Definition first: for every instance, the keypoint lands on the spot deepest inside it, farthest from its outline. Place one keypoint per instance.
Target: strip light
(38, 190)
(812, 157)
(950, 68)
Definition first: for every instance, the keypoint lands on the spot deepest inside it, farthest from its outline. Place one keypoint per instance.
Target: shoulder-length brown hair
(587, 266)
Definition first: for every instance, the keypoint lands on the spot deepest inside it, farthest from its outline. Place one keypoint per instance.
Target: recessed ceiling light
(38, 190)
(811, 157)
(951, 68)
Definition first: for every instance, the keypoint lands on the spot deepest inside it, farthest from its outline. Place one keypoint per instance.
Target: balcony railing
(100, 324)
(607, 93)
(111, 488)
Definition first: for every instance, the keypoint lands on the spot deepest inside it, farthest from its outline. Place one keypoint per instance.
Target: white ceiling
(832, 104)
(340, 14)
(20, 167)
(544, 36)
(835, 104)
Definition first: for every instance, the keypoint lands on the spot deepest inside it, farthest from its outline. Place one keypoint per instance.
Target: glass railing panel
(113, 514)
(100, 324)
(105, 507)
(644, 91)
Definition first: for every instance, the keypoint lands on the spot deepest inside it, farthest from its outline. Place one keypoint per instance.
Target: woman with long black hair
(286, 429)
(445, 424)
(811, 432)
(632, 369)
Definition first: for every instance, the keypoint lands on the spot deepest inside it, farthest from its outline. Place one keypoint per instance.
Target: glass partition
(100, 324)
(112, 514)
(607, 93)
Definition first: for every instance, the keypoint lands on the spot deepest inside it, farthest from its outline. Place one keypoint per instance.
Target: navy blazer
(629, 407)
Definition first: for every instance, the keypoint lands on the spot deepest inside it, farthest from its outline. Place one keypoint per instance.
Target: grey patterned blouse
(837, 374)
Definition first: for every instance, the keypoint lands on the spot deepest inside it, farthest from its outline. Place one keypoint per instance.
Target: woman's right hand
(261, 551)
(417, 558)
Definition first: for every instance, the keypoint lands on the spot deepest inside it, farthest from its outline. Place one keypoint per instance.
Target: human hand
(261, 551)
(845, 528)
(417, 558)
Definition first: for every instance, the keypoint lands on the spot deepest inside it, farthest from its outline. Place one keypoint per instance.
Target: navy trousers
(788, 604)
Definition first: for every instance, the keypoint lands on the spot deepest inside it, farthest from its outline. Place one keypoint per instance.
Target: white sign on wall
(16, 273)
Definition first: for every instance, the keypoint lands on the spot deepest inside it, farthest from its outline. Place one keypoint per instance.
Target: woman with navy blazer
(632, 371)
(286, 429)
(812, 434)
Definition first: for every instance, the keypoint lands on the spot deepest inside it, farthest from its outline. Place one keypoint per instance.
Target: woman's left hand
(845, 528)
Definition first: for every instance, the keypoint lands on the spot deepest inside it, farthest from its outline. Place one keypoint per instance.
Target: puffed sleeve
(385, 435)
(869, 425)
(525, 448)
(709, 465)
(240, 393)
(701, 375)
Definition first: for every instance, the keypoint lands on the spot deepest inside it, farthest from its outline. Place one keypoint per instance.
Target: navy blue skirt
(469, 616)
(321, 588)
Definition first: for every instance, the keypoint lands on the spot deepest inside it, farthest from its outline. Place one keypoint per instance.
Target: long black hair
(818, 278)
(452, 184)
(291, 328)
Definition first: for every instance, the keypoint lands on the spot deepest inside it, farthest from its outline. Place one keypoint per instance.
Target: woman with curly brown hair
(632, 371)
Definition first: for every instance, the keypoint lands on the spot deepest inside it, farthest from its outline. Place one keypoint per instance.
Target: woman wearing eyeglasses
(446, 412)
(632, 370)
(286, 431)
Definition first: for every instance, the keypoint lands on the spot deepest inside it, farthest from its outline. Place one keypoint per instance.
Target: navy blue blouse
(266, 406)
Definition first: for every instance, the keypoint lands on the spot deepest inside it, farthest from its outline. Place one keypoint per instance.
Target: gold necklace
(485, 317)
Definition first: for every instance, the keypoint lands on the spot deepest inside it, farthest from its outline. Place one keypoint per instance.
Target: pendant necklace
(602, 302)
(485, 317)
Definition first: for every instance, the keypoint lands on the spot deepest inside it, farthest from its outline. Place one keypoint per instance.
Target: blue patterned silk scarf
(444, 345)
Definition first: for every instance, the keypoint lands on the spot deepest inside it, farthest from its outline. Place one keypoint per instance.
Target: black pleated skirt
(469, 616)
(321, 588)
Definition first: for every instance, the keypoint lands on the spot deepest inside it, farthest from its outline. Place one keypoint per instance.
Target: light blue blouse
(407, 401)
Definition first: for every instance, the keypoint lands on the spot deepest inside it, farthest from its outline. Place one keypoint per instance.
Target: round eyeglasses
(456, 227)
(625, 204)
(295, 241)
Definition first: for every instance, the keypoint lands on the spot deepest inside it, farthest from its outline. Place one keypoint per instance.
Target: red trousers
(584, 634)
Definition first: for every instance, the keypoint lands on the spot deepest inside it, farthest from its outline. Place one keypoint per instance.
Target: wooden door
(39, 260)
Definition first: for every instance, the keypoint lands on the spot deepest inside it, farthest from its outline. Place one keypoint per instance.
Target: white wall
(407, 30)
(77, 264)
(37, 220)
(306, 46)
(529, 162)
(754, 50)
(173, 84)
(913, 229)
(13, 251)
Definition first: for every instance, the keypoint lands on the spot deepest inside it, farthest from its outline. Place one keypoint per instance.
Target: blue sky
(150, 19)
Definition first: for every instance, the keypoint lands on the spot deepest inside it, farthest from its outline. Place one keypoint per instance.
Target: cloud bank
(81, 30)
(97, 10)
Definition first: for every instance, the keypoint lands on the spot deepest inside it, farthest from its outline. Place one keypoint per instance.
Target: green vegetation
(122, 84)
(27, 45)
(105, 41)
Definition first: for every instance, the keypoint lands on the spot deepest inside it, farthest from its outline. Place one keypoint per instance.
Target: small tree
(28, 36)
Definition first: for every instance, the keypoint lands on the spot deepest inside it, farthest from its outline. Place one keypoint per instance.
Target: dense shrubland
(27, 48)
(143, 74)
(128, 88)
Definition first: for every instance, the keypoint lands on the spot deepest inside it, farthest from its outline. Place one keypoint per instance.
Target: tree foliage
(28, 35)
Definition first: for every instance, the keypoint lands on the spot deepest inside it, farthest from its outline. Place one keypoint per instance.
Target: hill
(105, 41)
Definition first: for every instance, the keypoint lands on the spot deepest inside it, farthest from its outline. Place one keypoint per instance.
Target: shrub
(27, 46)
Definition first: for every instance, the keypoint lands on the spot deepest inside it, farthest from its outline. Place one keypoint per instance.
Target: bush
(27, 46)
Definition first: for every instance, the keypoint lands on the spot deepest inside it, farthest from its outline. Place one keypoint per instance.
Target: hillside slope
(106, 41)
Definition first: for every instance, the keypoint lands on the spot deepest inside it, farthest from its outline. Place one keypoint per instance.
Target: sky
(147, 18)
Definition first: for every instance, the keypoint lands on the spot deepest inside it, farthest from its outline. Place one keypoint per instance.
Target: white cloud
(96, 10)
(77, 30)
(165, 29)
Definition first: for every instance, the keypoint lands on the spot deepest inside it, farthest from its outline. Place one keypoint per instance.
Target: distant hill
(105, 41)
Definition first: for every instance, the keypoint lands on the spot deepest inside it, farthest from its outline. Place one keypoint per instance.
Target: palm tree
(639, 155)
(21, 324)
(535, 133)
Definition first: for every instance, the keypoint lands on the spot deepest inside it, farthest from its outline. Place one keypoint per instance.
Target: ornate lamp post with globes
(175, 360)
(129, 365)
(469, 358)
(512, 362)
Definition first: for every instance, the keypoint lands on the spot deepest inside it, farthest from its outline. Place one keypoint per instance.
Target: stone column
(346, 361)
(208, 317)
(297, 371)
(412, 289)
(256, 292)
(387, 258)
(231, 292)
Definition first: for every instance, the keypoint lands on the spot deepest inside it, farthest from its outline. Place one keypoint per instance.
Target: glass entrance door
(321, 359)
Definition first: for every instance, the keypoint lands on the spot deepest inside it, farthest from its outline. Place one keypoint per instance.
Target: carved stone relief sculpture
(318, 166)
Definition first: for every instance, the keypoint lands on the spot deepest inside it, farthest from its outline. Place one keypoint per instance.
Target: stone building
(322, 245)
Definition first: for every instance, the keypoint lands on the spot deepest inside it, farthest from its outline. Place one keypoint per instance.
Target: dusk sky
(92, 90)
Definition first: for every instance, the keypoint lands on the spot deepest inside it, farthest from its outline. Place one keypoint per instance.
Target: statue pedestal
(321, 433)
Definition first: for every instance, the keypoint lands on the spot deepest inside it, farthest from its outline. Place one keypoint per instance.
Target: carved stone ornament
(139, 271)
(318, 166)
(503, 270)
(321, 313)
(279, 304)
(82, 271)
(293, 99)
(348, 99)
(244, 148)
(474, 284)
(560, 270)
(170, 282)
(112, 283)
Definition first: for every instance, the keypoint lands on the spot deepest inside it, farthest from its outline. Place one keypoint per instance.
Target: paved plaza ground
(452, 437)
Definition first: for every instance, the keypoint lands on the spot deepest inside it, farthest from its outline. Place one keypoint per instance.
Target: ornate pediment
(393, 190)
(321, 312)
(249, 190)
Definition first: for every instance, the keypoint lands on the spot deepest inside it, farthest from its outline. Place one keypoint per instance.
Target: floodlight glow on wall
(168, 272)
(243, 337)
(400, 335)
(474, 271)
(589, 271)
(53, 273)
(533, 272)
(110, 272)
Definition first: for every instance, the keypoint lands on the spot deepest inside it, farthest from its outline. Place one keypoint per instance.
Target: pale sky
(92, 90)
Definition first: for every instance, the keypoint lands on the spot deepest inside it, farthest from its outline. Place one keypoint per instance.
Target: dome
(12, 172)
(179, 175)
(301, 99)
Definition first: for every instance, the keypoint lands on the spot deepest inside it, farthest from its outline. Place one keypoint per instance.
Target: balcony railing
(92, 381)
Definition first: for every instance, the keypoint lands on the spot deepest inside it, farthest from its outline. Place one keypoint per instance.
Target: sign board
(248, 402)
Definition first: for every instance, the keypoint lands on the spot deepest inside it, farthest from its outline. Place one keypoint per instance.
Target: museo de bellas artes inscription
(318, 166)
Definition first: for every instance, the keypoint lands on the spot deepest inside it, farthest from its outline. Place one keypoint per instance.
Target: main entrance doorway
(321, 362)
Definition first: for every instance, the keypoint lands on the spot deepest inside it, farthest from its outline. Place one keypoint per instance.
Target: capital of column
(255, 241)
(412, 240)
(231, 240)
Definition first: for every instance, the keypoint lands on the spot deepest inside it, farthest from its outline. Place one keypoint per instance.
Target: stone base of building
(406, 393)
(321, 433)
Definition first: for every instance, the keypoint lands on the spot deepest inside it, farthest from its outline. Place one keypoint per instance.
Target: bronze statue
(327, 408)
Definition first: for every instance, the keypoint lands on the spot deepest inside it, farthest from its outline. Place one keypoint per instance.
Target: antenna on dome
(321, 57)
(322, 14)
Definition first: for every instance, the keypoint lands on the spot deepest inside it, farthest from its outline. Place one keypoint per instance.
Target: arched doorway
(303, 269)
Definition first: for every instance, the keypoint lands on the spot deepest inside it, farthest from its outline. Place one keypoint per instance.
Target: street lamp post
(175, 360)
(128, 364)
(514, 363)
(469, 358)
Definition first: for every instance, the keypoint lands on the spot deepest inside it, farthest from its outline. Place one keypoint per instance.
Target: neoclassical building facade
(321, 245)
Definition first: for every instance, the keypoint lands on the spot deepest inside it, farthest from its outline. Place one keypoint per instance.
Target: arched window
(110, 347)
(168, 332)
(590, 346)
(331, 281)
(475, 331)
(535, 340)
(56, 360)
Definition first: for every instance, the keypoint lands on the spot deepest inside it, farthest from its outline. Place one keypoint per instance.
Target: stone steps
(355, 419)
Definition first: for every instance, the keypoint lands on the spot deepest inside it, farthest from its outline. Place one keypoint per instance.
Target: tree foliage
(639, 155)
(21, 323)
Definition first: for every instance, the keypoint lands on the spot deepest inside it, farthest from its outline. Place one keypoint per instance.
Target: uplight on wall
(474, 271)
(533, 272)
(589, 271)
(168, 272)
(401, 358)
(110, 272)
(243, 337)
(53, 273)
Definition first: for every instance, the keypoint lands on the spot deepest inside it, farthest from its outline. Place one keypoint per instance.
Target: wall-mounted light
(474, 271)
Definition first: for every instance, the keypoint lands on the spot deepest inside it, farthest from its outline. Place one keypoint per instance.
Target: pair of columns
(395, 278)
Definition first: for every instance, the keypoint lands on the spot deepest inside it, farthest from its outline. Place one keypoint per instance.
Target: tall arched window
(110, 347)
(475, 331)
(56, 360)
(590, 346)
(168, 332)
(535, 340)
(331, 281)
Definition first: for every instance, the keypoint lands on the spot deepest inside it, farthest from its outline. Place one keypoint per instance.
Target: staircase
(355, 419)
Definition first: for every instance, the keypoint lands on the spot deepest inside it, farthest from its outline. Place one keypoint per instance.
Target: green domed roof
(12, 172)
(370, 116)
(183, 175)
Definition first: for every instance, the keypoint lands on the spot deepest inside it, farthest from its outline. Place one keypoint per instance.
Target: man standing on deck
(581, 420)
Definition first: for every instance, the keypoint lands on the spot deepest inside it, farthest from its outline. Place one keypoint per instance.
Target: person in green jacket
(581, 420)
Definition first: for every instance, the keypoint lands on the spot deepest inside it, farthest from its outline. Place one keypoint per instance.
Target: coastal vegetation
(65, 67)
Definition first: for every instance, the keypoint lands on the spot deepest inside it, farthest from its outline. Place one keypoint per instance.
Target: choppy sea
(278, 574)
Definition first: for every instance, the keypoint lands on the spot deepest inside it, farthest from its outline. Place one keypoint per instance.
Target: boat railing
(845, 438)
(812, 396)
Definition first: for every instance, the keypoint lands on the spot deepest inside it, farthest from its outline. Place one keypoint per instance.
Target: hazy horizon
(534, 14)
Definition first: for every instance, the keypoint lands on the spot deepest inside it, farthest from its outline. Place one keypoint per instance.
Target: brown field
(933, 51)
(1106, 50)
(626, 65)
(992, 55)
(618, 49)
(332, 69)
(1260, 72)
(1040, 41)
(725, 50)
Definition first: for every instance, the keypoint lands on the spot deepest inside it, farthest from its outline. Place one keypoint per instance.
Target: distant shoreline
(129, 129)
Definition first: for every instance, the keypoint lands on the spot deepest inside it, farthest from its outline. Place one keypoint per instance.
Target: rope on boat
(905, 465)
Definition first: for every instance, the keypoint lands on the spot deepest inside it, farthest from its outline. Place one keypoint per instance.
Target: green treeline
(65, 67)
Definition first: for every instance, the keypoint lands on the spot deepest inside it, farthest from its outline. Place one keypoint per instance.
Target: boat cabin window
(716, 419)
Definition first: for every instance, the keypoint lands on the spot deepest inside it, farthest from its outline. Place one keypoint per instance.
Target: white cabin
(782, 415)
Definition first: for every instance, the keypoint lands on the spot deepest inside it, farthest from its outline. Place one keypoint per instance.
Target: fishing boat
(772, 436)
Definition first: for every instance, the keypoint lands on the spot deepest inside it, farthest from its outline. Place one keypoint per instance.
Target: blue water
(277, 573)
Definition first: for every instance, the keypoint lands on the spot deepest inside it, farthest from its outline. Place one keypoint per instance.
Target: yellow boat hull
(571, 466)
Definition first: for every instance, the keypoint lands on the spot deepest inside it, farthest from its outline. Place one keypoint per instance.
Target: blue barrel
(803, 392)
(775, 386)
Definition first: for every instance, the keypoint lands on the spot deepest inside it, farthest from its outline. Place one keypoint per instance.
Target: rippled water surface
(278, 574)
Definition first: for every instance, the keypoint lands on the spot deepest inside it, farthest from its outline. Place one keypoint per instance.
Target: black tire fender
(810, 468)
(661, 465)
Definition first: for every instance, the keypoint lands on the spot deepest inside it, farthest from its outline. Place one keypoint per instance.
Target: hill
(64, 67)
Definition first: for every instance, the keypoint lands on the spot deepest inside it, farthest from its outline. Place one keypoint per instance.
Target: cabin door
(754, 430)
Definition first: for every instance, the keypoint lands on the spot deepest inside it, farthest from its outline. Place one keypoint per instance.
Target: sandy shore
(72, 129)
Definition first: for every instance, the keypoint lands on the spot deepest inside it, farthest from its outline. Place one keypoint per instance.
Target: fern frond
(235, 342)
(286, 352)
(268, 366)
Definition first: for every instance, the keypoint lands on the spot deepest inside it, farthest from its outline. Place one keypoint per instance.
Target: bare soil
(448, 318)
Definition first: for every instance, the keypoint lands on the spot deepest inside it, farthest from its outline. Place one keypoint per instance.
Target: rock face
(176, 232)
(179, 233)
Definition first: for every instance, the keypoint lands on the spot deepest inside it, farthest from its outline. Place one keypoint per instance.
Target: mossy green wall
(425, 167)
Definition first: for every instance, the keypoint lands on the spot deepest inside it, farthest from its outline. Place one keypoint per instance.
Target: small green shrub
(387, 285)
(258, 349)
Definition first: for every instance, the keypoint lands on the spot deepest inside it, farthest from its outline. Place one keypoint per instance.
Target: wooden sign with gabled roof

• **REQUEST**
Which lines of the records above contain the word "cabin"? Copy each such line, treating case as significant.

• **TASK OUTPUT**
Target: boat cabin window
Target: white cabin
Target: cabin door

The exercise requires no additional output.